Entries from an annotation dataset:
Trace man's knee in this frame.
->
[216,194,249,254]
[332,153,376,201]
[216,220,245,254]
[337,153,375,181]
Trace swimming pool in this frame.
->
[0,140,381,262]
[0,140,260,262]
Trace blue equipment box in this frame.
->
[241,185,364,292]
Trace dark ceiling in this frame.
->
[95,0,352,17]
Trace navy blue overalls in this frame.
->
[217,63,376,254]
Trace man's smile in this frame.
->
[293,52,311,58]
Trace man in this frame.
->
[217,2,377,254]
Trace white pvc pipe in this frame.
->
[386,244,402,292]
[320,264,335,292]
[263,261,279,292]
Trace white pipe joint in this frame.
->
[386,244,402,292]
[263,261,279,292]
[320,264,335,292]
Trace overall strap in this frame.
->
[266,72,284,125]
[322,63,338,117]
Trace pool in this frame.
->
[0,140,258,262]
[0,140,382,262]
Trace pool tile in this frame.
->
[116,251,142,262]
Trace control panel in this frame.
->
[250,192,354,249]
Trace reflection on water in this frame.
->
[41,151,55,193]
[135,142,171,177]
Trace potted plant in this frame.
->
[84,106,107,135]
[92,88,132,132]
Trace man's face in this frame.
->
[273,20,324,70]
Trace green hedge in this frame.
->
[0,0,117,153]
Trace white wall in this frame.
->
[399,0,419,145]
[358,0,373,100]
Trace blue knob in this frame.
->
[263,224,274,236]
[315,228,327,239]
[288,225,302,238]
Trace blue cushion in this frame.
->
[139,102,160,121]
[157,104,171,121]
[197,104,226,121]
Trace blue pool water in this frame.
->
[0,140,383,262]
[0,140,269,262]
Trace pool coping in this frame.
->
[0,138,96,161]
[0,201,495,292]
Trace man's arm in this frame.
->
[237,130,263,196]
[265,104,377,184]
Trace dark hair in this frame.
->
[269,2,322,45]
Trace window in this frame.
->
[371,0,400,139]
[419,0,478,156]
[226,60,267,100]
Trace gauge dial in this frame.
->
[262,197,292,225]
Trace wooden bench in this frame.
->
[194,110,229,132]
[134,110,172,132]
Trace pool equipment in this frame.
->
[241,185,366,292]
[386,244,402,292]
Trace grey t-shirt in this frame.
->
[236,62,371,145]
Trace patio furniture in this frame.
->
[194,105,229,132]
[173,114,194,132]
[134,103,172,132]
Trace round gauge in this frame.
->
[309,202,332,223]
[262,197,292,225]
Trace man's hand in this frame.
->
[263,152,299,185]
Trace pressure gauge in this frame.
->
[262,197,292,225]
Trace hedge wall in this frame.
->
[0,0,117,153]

...

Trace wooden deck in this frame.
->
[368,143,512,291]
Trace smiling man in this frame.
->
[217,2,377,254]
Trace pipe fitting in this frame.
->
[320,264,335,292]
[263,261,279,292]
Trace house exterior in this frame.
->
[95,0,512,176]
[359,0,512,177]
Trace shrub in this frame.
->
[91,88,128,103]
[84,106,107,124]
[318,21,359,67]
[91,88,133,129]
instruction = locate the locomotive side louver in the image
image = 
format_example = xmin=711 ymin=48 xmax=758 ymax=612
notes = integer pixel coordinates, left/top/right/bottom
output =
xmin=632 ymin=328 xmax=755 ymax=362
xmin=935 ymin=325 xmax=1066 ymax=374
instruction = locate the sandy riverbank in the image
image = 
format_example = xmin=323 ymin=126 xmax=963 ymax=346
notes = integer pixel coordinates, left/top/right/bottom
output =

--

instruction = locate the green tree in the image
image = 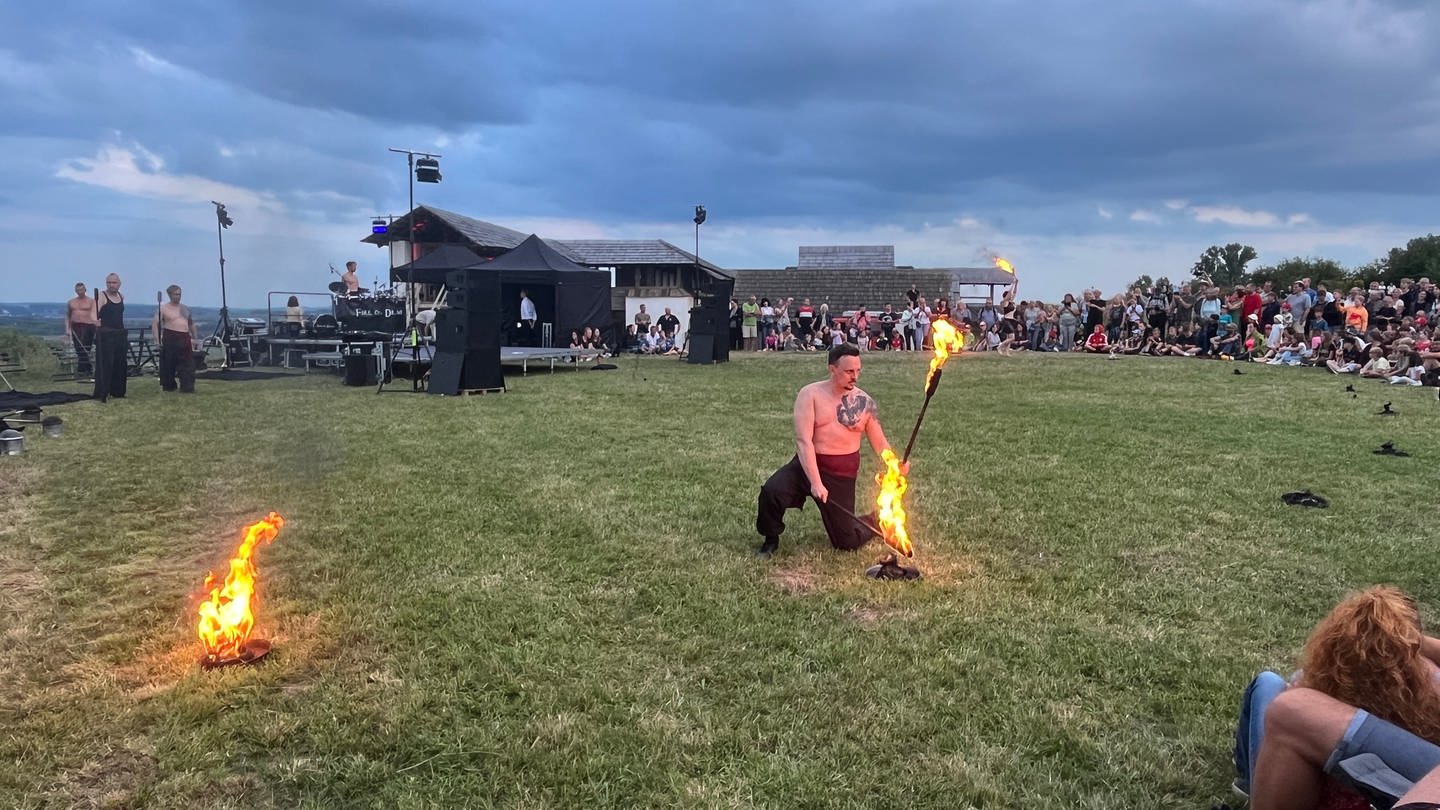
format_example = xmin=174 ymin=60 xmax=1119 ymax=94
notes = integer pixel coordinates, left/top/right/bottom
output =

**Written problem**
Change "swimming pool" to "outdoor pool" in the items from the line holding "Trace man's knee in this frame." through the line holding "[95,0,352,17]", inclusive, and leave everything else in those lines as it is.

**Exercise result**
Trace man's knee in this frame.
->
[216,194,249,254]
[332,153,376,201]
[216,220,245,254]
[337,153,375,181]
Trace outdoor pool in this frame.
->
[0,140,381,262]
[0,140,260,262]
Trace blue equipment box in this frame.
->
[241,185,364,292]
Trace dark ceiling in this frame.
->
[95,0,352,17]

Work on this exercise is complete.